▶ [Goal of the exercise]: Could you restate every entry word for word, minus the pictures?

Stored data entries
((
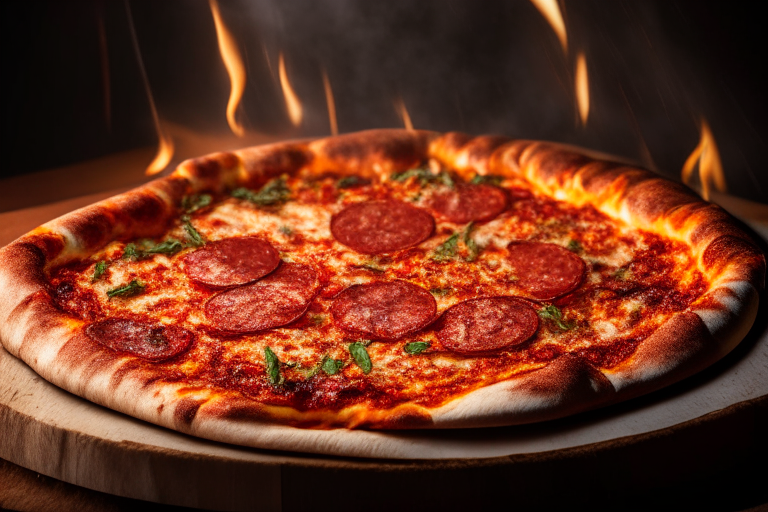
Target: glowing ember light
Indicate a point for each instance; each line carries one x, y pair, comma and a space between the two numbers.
331, 104
403, 113
230, 55
582, 87
710, 166
551, 11
164, 154
292, 103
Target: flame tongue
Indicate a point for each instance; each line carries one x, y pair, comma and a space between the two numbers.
582, 87
403, 113
292, 103
551, 11
235, 68
710, 166
331, 104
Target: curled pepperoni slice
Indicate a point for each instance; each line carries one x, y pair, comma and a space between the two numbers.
154, 342
232, 261
487, 324
384, 310
469, 202
376, 227
545, 270
276, 300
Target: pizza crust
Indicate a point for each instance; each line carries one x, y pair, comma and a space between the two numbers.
33, 329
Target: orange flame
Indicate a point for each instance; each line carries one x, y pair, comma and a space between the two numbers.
403, 113
710, 166
551, 11
331, 104
230, 55
164, 153
582, 87
292, 103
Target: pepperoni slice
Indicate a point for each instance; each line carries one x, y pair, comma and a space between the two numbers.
469, 202
154, 342
232, 261
545, 270
376, 227
384, 310
276, 300
487, 324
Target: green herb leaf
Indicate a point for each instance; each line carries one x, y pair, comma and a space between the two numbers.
135, 287
99, 270
274, 192
416, 347
333, 366
170, 246
424, 176
195, 202
194, 236
361, 357
574, 246
273, 367
554, 314
487, 179
352, 182
469, 242
131, 252
446, 250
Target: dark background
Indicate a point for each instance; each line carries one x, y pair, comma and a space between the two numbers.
73, 88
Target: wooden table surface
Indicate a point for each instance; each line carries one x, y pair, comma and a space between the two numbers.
692, 444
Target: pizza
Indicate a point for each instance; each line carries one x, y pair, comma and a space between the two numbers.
386, 279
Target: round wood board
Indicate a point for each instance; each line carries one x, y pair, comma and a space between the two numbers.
63, 436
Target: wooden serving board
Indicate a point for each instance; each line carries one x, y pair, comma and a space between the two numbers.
55, 433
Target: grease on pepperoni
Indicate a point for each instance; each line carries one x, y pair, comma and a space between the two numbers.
232, 261
384, 310
377, 227
469, 203
151, 341
276, 300
487, 324
544, 270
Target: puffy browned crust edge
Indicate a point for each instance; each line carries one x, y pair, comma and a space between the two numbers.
33, 329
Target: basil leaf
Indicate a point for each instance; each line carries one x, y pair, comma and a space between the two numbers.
424, 176
361, 357
195, 202
416, 347
469, 242
195, 238
128, 290
273, 367
170, 246
274, 192
99, 270
352, 182
332, 366
146, 248
131, 252
554, 314
487, 179
446, 250
441, 292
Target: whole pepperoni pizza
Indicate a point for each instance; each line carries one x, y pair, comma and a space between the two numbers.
386, 279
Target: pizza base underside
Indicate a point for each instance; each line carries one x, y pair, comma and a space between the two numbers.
37, 331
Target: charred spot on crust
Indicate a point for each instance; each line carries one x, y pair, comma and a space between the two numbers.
185, 411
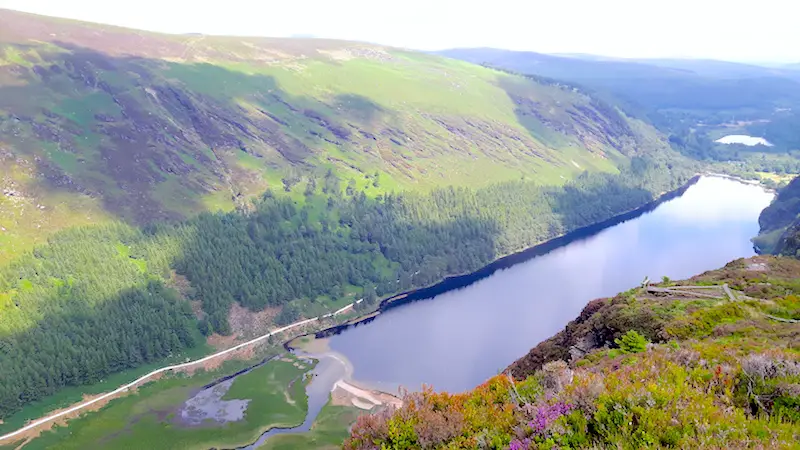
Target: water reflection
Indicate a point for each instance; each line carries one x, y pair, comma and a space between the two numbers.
463, 337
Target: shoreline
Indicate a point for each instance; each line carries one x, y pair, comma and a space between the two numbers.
446, 284
458, 281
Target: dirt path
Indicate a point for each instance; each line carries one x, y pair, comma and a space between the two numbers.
28, 430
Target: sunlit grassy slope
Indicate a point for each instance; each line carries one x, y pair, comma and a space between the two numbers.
98, 122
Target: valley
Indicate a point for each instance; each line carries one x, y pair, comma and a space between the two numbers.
236, 242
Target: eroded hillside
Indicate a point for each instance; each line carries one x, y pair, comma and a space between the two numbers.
101, 122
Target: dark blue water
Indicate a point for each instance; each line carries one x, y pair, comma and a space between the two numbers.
458, 339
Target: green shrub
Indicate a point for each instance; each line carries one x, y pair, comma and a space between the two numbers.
632, 342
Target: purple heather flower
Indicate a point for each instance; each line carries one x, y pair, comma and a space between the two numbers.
517, 444
545, 415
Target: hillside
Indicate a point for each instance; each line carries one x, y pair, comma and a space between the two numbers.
694, 102
163, 194
779, 223
709, 362
658, 84
103, 123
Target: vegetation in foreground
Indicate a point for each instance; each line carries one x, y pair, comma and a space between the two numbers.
151, 418
640, 370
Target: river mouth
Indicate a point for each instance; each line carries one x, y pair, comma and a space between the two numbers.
331, 381
480, 324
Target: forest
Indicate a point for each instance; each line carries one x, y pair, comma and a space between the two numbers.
96, 300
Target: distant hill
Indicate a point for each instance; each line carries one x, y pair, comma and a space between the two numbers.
655, 84
139, 126
157, 189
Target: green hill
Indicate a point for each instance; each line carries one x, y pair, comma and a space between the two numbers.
780, 222
289, 176
137, 126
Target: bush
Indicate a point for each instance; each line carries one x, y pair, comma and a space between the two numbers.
632, 342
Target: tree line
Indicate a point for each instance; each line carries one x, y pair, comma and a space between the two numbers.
93, 301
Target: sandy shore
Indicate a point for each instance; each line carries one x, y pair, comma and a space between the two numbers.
346, 391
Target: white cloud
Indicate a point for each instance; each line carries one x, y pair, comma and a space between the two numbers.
733, 30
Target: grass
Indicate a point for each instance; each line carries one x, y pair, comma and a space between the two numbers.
72, 395
328, 431
146, 419
718, 375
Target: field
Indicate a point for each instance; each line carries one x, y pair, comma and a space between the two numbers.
328, 432
151, 417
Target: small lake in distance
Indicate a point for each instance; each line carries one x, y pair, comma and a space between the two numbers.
458, 339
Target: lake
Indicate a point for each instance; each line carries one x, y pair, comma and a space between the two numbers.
457, 340
743, 139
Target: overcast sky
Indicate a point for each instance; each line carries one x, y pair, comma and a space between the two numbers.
758, 31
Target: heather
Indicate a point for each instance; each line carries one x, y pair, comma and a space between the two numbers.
648, 368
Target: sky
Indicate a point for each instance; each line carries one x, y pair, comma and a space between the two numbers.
734, 30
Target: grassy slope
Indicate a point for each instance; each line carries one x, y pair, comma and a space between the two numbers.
328, 431
146, 419
719, 374
103, 122
779, 222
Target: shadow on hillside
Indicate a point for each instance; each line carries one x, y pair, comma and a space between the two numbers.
151, 138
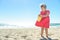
))
▶ [Task response]:
Target: glowing ember light
Indicate a point for each instance; each line carries one x, y pair, comma and a space between the two numbers.
331, 104
403, 113
230, 55
582, 87
710, 166
551, 11
164, 154
292, 103
Target: flame tongue
Indicate a point for each instance; each line carries one x, y pair, comma and a space between the two numbers.
582, 87
403, 113
292, 103
551, 11
235, 68
710, 166
331, 104
Target: curled pepperoni slice
Indicate a point for each instance; each line carries one x, y pair, comma and a space between the two numbers.
154, 342
232, 261
487, 324
384, 310
469, 202
376, 227
545, 270
276, 300
Target: pizza crust
Indicate a point for each instance; each line carries one x, y pair, comma and a space between the two numbers.
33, 329
Target: orange flame
Indicate a point for each instance; each line carries one x, y pair, comma and a space between the two numbers.
403, 113
710, 166
551, 11
331, 104
230, 55
164, 153
582, 87
292, 103
Target: pepperoni slice
Indicate a point for each instance; each line carries one x, y pair, comma and a space between the two numbers.
469, 202
154, 342
232, 261
545, 270
376, 227
384, 310
276, 300
487, 324
Target: green herb leaf
Indicate a point for each instance; each line carries one x, y pair, comma and a space between the two numbers.
135, 287
99, 270
274, 192
416, 347
333, 366
170, 246
424, 176
195, 202
194, 236
361, 357
574, 246
273, 367
554, 314
487, 179
352, 182
469, 242
131, 252
446, 250
Target: dark background
Indicate a point for each instance; each line carries one x, y pair, comma and a space between the two numbers.
73, 88
Target: wooden table surface
Indicate a point for each instance; each line carries one x, y pair, comma and a space between the two numbers.
692, 444
Target: pizza
Indicate a point for each instance; each line carries one x, y pair, comma and a space between the two numbers.
386, 279
Target: round wood board
Indicate a point for each instance; each line carries one x, y pair, comma and a space between the two numbers.
63, 436
Target: wooden serving board
Indicate a point for each instance; each line carries one x, y pair, comma and a space between the two numbers.
55, 433
Target: grease on pepperoni
Indicate a point for each instance; each line carries one x, y pair, comma and a space between the two numbers.
232, 261
384, 310
377, 227
469, 203
151, 341
276, 300
487, 324
544, 270
Target: puffy browned crust edge
Indicate a point for each instance; each line carries one x, y pair, comma and a space between the two numbers.
33, 329
Target: basil leaf
Indicate a point for each instance; each line carries one x, y pair, comma and a space between the two numbers.
424, 176
361, 357
195, 202
416, 347
469, 242
195, 238
128, 290
273, 367
170, 246
274, 192
99, 270
352, 182
332, 366
146, 248
131, 252
554, 314
487, 179
446, 250
441, 292
Target: whole pepperoni pizza
Indicate a point for each instance; each line carries one x, y pair, comma and a space between the two numbers.
386, 279
Target: pizza base underside
Indicate a point for each instance; each line carries one x, y pair, comma and a space between the two numbers.
37, 331
Target: charred spot on crust
Indicate a point for each instance; each line carries one x, y pair, comma and a space between the two numbers.
185, 411
Target: water reflection
Indicate a point for each instance; each line carries one x, y pair, comma and a space between the two numbers.
463, 337
Target: shoreline
Indicate a point for each instance; each line carries one x, y pair, comma and a space between the two numbers.
446, 284
458, 281
Target: dirt path
Indicate a point for each instance; each line carries one x, y pair, comma and a space between the two numbers.
28, 430
Target: sunlit grassy slope
Indicate a point for each instance; each line carries one x, y pair, comma and a space between the two numbers.
98, 122
Target: valley
Indicate a point for each instance; each line carries one x, y pair, comma and a space between the two numbers.
236, 242
Target: eroded hillside
Indicate a point for each instance; each line carries one x, y pair, comma and a space between the two numbers.
101, 122
Target: dark blue water
Indicate a point for each instance; each line carries one x, y pair, comma and a space between the two numbers.
458, 339
Target: green shrub
Indicate a point for each instance; each line carries one x, y pair, comma and a space between the two numbers.
632, 342
Target: purple heather flower
Indicate a point for each instance; each line carries one x, y pair, comma and a space between the two numbers.
517, 444
545, 415
Target: hillside
Indicate a point for each instance; each line carries one x, y pair, comma and a space between the two numbers.
694, 102
163, 194
779, 223
709, 362
658, 84
103, 123
Target: vegetation in foreground
Indicate a point for each instance; each line carries one x, y pair, comma and a space between the two numbers.
151, 418
640, 370
Target: river mouth
Indicate a point for each instance; each line carries one x, y pair, comma and a space between the two numbers.
331, 381
480, 324
Target: forest
Indicate a point for each instance; each line carries one x, y pair, comma and a space between the two numbers.
96, 300
Target: distant hill
Indicate a point for each instance; each line carries one x, y pair, comma and a space between the two numbers.
655, 84
139, 126
157, 189
Target: green hill
Indicate a point for each instance; each line carries one x, y pair, comma and a space between the two numbers.
780, 222
289, 176
137, 126
Target: bush
Indicate a point for each instance; each line carries one x, y pair, comma and a space between the two numbers.
632, 342
Target: tree line
Indicate a point for each instance; each line carries one x, y pair, comma and a space between the two numbers.
93, 301
Target: sandy shore
Indicate a point for each instance; each line carries one x, y pair, comma and a space between the two numbers.
346, 391
Target: white cloud
Indicate a point for each instance; each line carries one x, y pair, comma and a space between the two numbers.
733, 30
Target: grass
Indicate a point for each instance; each line carries one x, y pair, comma and a space between the two numbers.
72, 395
328, 431
146, 419
718, 375
Target: field
Indicate a point for each instance; each line carries one x, y pair, comma and a space between the two numbers.
328, 432
151, 417
Target: small lake in distance
Indicate a point for each instance; each line carries one x, y pair, comma and a space between the two numbers.
458, 339
Target: lake
Indicate a point for each instance; each line carries one x, y pair, comma and a space between the two numbers.
457, 340
743, 139
Target: overcast sky
Indicate a point for each instance; each line carries one x, y pair, comma and a space between the two numbers.
758, 31
Target: heather
Indicate a point for each instance; each line carries one x, y pair, comma and a space between the two numbers.
648, 368
Target: sky
Indicate a point for each instance; each line carries one x, y pair, comma and a space between the two numbers.
734, 30
Target: grassy slope
Indicate a point for each instance; each line carries one x, y pair, comma and a space between the two numbers.
328, 431
146, 419
719, 374
103, 122
779, 222
Target: shadow on hillside
Indicate a point for each instance; each line carries one x, y pair, comma and a space between the two numbers.
151, 138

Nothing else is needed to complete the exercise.